> Data listing:
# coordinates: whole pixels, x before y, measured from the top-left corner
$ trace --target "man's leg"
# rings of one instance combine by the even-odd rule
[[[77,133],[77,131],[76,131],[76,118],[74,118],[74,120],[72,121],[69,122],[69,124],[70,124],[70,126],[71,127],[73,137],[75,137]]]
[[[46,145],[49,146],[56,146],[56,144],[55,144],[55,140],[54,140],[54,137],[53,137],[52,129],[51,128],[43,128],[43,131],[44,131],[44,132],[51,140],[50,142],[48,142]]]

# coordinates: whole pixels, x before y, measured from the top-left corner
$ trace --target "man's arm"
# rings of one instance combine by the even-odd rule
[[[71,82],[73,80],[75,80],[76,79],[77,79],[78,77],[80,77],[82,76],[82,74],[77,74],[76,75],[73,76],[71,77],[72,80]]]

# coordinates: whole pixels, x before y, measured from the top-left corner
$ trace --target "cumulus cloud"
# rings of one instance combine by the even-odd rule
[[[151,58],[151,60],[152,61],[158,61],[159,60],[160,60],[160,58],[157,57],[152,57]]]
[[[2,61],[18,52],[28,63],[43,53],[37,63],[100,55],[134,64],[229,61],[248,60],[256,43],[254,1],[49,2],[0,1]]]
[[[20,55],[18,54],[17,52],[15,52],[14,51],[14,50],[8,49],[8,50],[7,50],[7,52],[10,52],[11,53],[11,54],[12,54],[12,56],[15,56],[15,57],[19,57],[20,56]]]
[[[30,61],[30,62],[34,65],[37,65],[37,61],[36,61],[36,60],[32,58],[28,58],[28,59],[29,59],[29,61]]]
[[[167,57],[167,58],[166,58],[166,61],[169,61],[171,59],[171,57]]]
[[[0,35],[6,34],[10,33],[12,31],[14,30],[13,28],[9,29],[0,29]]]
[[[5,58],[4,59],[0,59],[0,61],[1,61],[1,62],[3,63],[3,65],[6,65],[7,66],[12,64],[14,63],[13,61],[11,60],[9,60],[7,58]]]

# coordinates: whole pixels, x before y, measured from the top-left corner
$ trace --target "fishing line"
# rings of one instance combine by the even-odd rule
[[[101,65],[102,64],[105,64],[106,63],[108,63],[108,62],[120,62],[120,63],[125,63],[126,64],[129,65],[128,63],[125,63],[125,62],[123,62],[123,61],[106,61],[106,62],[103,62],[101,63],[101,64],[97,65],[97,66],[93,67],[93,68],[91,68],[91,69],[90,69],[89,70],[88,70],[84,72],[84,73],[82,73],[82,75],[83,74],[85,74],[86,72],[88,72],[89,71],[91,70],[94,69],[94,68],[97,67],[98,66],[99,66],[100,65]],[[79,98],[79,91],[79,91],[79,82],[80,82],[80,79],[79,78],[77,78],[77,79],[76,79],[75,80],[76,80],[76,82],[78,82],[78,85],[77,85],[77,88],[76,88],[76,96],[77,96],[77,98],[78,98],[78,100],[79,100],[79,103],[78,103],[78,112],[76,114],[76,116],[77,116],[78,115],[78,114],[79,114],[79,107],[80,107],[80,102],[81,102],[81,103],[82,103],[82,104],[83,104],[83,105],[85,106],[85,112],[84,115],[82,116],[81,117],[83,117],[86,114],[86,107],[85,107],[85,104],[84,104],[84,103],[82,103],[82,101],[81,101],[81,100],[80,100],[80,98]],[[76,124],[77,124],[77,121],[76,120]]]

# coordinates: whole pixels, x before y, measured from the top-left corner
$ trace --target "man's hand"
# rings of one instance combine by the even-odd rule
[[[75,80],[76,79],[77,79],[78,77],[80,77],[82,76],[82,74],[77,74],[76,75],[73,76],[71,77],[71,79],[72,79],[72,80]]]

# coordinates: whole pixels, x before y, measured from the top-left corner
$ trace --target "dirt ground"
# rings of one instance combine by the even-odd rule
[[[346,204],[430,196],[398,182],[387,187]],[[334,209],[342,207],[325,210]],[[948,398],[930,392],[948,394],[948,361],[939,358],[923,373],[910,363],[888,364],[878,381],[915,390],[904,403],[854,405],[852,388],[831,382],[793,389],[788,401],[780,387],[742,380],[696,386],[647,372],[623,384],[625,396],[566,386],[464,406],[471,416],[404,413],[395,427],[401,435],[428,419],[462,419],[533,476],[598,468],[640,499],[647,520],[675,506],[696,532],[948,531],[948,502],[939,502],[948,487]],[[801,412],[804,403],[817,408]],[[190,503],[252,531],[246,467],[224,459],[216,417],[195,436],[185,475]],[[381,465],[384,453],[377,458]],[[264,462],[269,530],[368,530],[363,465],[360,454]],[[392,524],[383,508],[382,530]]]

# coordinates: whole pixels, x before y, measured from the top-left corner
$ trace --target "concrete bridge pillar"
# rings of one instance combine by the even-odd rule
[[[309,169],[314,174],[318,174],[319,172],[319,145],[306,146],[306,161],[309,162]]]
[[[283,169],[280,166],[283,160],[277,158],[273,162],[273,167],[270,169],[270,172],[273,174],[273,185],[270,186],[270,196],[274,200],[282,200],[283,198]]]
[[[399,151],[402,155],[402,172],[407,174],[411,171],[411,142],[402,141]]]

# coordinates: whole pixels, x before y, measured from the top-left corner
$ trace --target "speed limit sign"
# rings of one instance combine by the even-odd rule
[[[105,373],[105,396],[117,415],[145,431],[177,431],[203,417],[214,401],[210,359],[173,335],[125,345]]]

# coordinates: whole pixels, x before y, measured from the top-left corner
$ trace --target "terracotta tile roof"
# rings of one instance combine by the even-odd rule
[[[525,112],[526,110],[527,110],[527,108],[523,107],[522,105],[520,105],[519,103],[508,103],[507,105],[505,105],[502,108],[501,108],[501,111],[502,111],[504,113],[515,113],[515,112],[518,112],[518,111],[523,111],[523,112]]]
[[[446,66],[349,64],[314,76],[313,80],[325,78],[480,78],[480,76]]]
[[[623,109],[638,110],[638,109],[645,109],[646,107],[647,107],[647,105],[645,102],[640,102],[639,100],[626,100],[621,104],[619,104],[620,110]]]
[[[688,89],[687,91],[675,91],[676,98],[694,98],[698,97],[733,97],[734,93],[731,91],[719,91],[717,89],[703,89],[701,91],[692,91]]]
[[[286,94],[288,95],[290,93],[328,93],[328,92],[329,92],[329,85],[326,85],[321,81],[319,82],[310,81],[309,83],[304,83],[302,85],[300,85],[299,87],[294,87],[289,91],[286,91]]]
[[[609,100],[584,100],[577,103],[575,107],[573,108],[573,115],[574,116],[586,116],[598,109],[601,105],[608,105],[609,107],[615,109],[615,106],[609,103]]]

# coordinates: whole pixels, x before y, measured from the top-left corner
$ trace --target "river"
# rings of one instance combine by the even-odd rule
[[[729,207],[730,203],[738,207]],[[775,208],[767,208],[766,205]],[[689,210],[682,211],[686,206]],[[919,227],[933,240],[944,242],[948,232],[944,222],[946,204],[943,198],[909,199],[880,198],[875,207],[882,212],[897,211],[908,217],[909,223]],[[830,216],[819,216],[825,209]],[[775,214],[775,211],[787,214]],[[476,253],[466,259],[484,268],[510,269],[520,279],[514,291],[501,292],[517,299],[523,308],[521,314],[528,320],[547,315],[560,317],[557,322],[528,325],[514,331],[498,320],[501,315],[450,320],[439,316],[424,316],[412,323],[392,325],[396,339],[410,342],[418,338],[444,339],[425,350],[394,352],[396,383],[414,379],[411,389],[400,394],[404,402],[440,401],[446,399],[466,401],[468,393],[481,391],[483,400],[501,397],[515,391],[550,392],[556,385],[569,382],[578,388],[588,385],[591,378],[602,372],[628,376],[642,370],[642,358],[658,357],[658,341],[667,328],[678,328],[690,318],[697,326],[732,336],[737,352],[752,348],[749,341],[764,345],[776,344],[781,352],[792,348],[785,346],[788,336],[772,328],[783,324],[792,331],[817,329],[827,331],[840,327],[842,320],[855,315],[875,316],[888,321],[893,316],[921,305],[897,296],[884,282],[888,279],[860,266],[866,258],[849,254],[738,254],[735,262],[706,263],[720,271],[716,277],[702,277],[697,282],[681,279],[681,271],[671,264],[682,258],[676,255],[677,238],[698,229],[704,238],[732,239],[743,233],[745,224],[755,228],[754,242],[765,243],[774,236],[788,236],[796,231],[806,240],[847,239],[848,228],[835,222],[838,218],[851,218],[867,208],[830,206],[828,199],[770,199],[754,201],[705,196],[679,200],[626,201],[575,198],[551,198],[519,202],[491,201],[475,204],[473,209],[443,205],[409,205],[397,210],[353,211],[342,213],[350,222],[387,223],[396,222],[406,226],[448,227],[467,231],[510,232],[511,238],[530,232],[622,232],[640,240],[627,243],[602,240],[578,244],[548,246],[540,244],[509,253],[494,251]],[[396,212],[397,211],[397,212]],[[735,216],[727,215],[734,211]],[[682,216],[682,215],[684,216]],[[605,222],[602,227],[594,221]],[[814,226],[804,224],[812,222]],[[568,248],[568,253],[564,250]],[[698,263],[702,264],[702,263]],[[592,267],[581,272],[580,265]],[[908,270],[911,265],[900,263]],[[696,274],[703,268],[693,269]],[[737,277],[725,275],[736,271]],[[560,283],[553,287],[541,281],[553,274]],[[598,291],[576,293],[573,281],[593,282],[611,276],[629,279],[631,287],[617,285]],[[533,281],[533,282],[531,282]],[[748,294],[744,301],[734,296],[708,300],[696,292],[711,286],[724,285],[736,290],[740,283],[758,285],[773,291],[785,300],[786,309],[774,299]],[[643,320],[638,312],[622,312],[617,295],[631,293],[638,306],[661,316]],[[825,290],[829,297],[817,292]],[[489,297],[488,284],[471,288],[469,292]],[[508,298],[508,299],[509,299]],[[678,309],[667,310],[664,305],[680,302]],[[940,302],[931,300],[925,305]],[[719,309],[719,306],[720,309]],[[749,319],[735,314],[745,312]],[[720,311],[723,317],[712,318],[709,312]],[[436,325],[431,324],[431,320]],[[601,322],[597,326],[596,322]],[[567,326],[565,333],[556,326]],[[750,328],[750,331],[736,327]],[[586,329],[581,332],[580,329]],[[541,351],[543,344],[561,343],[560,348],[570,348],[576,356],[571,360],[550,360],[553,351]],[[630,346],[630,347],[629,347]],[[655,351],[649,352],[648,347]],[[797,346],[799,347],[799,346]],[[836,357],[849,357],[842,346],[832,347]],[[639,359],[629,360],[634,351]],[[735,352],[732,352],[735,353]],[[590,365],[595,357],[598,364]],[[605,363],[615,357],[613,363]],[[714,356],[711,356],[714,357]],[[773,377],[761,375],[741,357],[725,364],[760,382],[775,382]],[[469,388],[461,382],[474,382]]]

---

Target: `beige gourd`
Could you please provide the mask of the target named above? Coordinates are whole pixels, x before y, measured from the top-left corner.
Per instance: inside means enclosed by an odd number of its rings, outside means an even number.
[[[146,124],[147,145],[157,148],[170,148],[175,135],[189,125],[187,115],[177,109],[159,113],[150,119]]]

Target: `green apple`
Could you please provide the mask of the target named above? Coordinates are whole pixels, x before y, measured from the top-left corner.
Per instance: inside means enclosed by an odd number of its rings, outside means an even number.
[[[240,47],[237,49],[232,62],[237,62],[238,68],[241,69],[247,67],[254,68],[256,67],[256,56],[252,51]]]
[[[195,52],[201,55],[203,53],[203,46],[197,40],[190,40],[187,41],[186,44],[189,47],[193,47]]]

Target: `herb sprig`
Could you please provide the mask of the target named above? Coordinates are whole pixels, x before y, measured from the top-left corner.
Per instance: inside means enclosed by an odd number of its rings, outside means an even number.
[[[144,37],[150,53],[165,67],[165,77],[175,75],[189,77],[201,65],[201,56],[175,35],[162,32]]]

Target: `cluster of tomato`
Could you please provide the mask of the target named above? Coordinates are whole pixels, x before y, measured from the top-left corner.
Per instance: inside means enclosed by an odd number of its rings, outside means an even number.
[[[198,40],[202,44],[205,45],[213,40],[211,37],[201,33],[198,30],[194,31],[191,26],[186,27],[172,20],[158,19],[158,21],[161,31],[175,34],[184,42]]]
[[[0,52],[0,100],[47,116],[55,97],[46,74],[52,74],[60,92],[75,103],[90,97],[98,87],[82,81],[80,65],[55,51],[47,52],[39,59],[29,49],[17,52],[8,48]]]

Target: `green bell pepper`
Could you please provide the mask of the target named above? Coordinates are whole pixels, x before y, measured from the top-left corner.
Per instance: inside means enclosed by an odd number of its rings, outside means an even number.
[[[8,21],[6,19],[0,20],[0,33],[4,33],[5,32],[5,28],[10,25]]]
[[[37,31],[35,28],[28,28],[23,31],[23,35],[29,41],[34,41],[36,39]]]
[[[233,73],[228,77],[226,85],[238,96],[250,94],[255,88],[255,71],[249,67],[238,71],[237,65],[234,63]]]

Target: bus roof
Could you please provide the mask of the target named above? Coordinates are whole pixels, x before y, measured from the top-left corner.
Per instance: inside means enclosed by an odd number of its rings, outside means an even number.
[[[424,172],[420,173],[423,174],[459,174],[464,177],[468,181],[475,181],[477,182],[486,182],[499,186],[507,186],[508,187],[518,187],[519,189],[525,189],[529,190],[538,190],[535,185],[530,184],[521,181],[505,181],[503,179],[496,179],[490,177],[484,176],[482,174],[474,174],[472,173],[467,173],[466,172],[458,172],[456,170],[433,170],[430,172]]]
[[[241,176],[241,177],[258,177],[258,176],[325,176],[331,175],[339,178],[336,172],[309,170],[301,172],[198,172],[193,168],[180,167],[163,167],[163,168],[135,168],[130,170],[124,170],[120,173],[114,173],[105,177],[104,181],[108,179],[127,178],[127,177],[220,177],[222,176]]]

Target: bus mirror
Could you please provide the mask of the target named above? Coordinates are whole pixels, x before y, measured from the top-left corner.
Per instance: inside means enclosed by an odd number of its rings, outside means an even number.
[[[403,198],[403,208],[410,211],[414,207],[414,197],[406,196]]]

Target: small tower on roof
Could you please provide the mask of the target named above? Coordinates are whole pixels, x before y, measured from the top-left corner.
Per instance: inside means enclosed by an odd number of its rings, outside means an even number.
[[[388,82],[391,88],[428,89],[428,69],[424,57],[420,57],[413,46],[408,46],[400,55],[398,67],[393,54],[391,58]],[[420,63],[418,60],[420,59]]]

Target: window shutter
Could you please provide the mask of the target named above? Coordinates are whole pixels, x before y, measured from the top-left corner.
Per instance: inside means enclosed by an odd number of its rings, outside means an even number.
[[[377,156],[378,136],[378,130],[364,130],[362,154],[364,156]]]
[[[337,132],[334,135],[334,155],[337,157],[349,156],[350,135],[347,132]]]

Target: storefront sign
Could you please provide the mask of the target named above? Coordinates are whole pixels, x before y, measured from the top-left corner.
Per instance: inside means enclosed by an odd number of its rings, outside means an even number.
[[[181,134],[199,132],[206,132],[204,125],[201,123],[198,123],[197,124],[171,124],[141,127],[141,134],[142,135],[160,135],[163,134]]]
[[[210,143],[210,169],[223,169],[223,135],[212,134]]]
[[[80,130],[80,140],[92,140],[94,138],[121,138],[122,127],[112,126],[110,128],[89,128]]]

---

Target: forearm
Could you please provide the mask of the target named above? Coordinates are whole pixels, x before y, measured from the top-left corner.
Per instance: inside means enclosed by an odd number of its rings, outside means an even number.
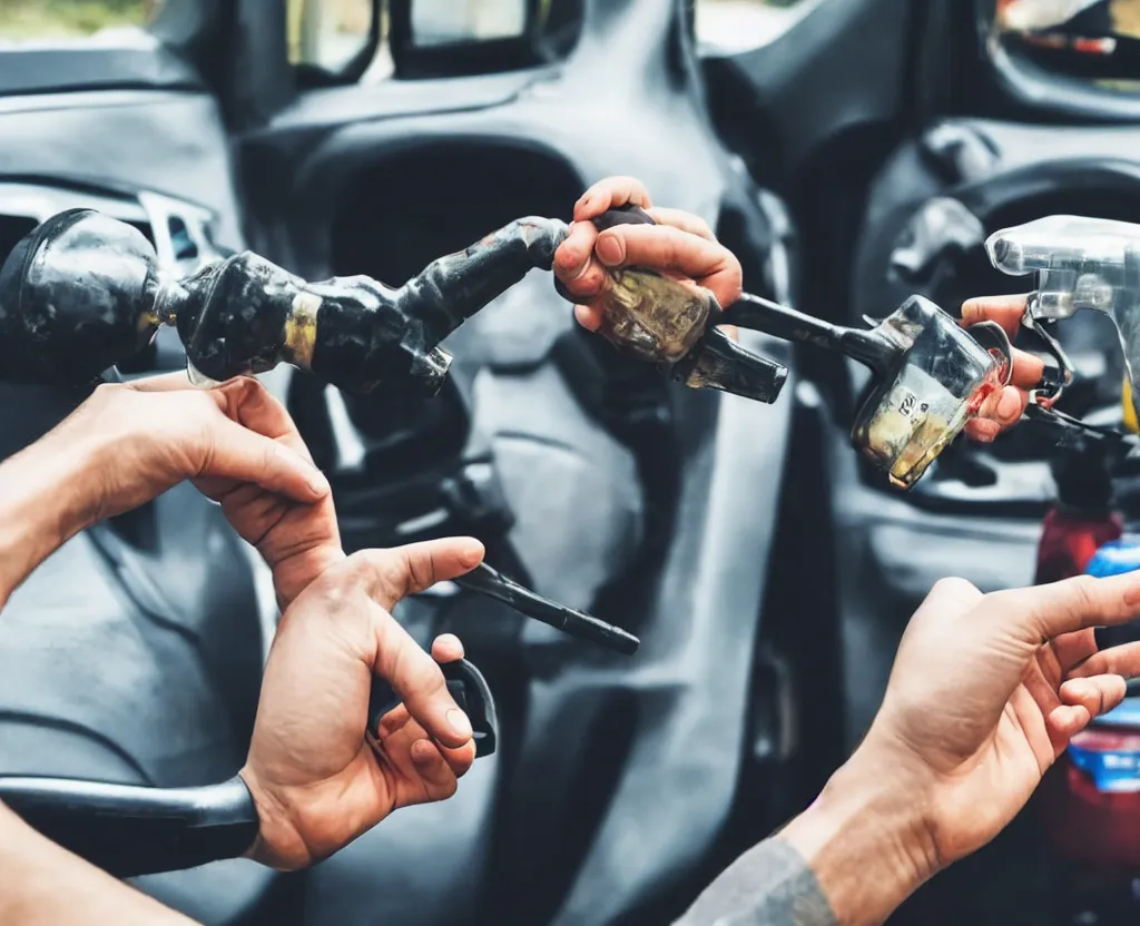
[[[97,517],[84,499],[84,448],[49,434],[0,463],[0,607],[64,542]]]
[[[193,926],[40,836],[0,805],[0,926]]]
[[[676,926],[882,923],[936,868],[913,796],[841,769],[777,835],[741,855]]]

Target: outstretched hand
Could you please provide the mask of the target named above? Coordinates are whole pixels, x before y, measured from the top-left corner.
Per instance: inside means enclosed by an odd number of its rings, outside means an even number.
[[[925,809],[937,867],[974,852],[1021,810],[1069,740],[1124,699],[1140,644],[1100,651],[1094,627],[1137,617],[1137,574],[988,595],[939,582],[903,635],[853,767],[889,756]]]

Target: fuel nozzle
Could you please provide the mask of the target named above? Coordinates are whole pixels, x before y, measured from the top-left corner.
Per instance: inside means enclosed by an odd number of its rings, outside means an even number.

> To do:
List every line above that contains the string "roof".

> Expected output:
$ trace --target "terracotta tile roof"
Target: bus roof
Target: small tower on roof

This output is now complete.